▶ _CHALLENGE_
Copy each line of the data below exactly, leaving out pictures.

▶ _INPUT FOR THIS TASK_
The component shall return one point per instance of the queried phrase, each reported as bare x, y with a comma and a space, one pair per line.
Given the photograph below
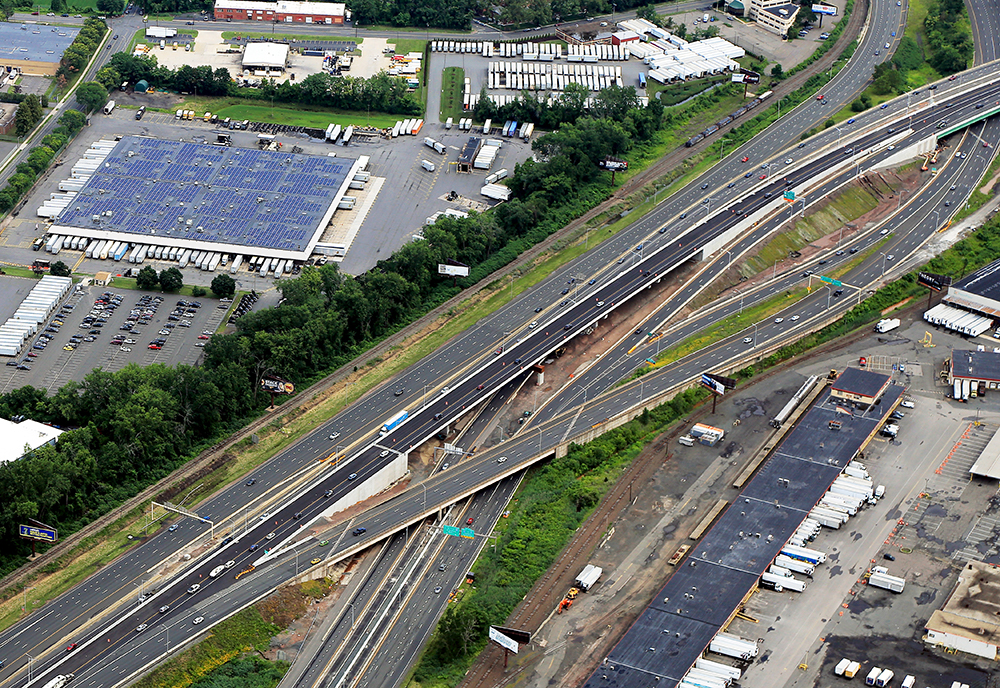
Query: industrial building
861, 388
968, 621
265, 56
181, 200
971, 304
22, 438
701, 597
289, 12
33, 49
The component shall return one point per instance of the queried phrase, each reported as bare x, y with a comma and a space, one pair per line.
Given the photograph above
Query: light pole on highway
24, 600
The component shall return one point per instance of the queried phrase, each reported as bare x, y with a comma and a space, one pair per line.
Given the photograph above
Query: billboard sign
714, 386
36, 533
502, 640
932, 281
453, 270
276, 386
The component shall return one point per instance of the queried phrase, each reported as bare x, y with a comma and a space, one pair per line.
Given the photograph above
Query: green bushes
553, 502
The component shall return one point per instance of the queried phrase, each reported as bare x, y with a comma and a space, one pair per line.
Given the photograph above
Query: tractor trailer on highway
393, 422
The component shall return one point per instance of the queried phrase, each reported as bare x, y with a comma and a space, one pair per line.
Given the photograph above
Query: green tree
224, 286
92, 96
171, 280
59, 269
147, 279
108, 77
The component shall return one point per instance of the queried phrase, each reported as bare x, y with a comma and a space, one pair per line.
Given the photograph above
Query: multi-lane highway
589, 302
465, 354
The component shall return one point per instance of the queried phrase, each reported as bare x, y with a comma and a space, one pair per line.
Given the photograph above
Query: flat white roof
326, 9
15, 436
271, 55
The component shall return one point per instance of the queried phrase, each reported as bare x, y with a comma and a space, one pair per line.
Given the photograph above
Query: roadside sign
502, 640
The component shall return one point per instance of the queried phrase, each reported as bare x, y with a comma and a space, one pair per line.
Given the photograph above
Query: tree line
381, 92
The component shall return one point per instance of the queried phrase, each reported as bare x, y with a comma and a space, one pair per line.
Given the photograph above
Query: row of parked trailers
958, 320
521, 76
35, 309
407, 127
91, 160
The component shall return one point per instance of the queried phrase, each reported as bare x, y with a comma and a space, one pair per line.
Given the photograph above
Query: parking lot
932, 520
106, 328
408, 196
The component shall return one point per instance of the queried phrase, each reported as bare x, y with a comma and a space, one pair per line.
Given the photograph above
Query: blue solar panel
242, 197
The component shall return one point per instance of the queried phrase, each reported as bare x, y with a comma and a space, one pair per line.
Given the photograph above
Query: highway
35, 635
481, 470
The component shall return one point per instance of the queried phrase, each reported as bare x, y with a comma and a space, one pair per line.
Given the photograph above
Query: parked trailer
780, 583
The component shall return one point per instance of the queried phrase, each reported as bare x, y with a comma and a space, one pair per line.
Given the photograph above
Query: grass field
452, 85
280, 114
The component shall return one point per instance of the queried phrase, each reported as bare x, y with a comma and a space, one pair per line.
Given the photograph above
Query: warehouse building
184, 199
971, 304
22, 438
859, 387
33, 49
969, 621
265, 56
288, 12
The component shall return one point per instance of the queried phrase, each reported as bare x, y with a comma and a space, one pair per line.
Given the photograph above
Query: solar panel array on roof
150, 189
677, 626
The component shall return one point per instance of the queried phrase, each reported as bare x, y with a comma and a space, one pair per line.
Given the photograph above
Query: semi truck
887, 324
393, 422
588, 577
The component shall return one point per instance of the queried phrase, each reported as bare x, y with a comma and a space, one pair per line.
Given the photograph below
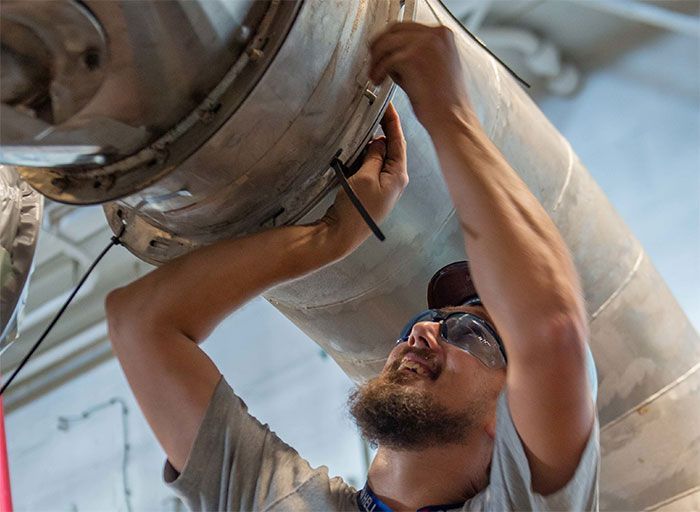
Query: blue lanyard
368, 502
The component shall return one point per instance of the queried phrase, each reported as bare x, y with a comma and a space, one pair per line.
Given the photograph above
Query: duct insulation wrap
249, 145
21, 209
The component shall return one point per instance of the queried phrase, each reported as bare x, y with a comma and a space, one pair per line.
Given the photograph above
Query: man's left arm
519, 262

▶ _FULL OUTPUT_
The component shall return one point per instance of the queried phrase, each reported as bare x, y with a comma and a space, one pair per line.
Given the photograph below
Query: industrial building
861, 388
968, 621
265, 56
181, 200
971, 304
22, 438
701, 597
289, 12
33, 49
The component shall return one point per instance of the queried phrase, each reported as bare x, y with a comma and a space, one pair per line.
Given the photograph above
Query: light pole on highway
24, 600
The component shall return one point per instance of the queried phrase, each reported as bare x, y with a comma and a space, one pair per line.
Given the photograph above
Query: billboard sign
714, 386
36, 533
502, 640
932, 281
453, 270
276, 386
The component shall return one point per instance of the queried phrase, each reported as bare x, y with a comma and a space, one pair per line.
Given the photograph above
Query: green bushes
553, 502
The component shall return one point per instance of the queried phrase, each reported as bare x, y with a comma and a space, one pair per line.
Given the photograph above
Query: tractor trailer on highway
393, 422
The component shall return one point per instance of the queried phrase, each reported as bare x, y with a comma and a space, one pair per line.
Given the photograph above
Query: green tree
224, 286
92, 96
171, 280
59, 269
147, 279
108, 77
The component shall return one point per instance of the queried phrase, each reported as bare x, y with a comma and a space, one pair per line.
Given the photograph above
Query: multi-lane highway
589, 302
465, 354
The component shall return one point per instance of the queried phrase, each reported as bare x, y with a comma and a space, one pair per line.
Given the photograph above
Query: flat white roof
326, 9
15, 436
271, 55
The component shall return one point per instance of the queried phrase, each reported as bare x, y with a comma and a space, one pair per line.
Given the photograph above
Query: roadside sign
502, 640
The component shall return one point per instance of the queried phrase, each reported as bare x, y with a comma and a space, one pair per line.
Given the photograph above
Query: tree line
381, 92
The component shall return one point per instance of the queried phrase, each reported as bare x, y with a comma and a space, one pair per line.
Given the photograph above
Query: row of parked trailers
958, 320
521, 76
35, 309
407, 127
91, 160
The component shall return one point per instance of the queried phrase, each reported as bare x, y with a comma and a space, one pair per line.
Given the photograph above
Query: parking lot
932, 520
106, 328
408, 196
The component shall return one point per instance of the queried phrase, each reported as bare x, y with a comma and a space, one pair per line.
Given the photograph above
Query: blue solar panel
242, 197
The component shall return one point per instance of the queried phrase, each reported as bare x, y with a comma and a space, one pair per line.
Given the photograph above
Query: highway
35, 635
481, 470
The component shall return one point per instance of the queried phrase, each reported as bare x, y with a comma and a space, one pair per line.
Given the photograph above
Query: parked trailer
780, 583
The component shall return one point per instance of the queried phrase, each reported as bare x, y with a comma and a space, one pair per line.
Given the photograph above
Query: grass field
452, 85
280, 114
The component shall return one point per instance of the queried phrase, each reported as bare x, y with a comma and a space, one pair per line.
Given the photograph above
Query: warehouse building
184, 199
971, 304
22, 438
859, 387
33, 49
969, 621
265, 56
288, 12
The component shall return one point per instance of the queried phrase, each reported as bare x, y with a comma and a space, one pair per line.
Given the photograph above
Query: solar panel array on roof
150, 189
677, 626
The component shall return one point per instance of the queried phrase, each reported as bare x, y with a comma and a space, one pair per line.
Given the photograph above
Query: semi truck
887, 324
393, 422
588, 577
The component shall return one point per instance of the queried phrase, each reported as bare x, y with a comma and a space, one pair per line.
Given the photograph below
Query: blue lanyard
368, 502
The component shall return one point per instance of the queried phrase, each reported as bare x, y with a comma and a space, one pair per line.
Given the photograph above
Query: duct insulation wrap
249, 145
21, 209
The component shall return one point per instance of the queried phrase, each reported as bare x, y with a comma and a space, one pair per line.
Given the photograph above
Query: man's left arm
519, 262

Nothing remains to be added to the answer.